What does it take to build a comprehensive AI infrastructure and policy environment for widespread adoption? Last month, the GeoTech Center, the Internal Telecommunication Union, and Access Partnership convened a roundtable titled “Laying the Digital Foundations” to address this question. For many countries, the answer carries significant geopolitical weight. It can narrow gaps between the Global North and Global South when it comes to the ability to adopt and benefit from AI technologies. It can also create space for transatlantic cooperation on ensuring the AI models of the future are embedded with human-centered values.

The discussion touched on several main areas: energy supply, data centers, cultural-specific models, network equipment, data authentication regimes, and other innovative technologies that could shape infrastructure choices over the next several years. The consensus was that AI readiness does not mean building an “AI Stack” that can be easily copied and pasted from country to country, because the enabling conditions for AI readiness in each country often vary significantly. Instead, it will require a set of interoperable choices that must be adapted to local conditions. Below are more takeaways from last month’s roundtable, which should be top of mind for policymakers as they convene for the AI Impact Summit in New Delhi, India, from February 16 to 20.

Electricity is becoming a binding constraint

The growing demand for data centers arising from AI is creating immediate pressure on electricity grids. Demand for data centers globally could triple by 2030. This means that even if governments can’t add power capacity, they will struggle to keep pace with demand even if they have strong policy ambitions. Finding ways to decentralize the power supply from the grid without destabilizing local systems may be a critical pathway to supporting and connecting a larger number of data centers.

At the roundtable, there was cautious optimism that AI can support parts of the energy transition over time, including by improving system efficiency and accelerating pathways for renewable energy sources such as nuclear fusion and geothermal energy. Yet, these pathways have little to no impact on near-term delivery dependence, and novel and efficient approaches are needed to reduce the current bottlenecks.

Infrastructure patterns are diversifying beyond data centers

Building data centers may not be the only answer, as such facilities cannot realistically be built everywhere. Distributed AI infrastructure that can overcome data latency or disconnection may be within reach. Edge devices, such as smartphones, tablets, smart cars, and smart glasses, have been seen as emerging tools to complement data centers by distributing workloads away from centralized data infrastructure. These devices can reduce latency for data transmission and optimize output. Edge devices don’t just distribute data; they also create new data and analyze it in real time. Such “inference on the cloud”—running a trained machine learning model on the cloud to generate data close to or at the source—is on the rise with the proliferation of generative AI on smart devices. China has been developing a competitive market for edge devices; enterprises are also bringing data to on-premises facilities rather than relying on centralized data centers. This is a good reminder that capability is not defined by one layer alone. A comprehensive strategy for transatlantic and Global South tech diplomacy must consider multiple options, including data centers, edge devices, and on-premises services to shape the global AI ecosystem.

Stated exercise 1:
What could happen to global demand for data centers by 2030, according to the roundtable summary?
Stated exercise 2:
Print the part of the roundtable summary that opens with the words containing "Electricity is becoming" and closes with "of data centers.".

Source material:
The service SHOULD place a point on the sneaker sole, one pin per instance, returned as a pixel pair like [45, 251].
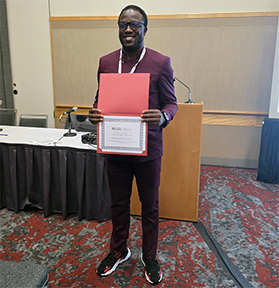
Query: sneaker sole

Correct response 1:
It could triple.

Correct response 2:
Electricity is becoming a binding constraint

The growing demand for data centers arising from AI is creating immediate pressure on electricity grids. Demand for data centers globally could triple by 2030. This means that even if governments can’t add power capacity, they will struggle to keep pace with demand even if they have strong policy ambitions. Finding ways to decentralize the power supply from the grid without destabilizing local systems may be a critical pathway to supporting and connecting a larger number of data centers.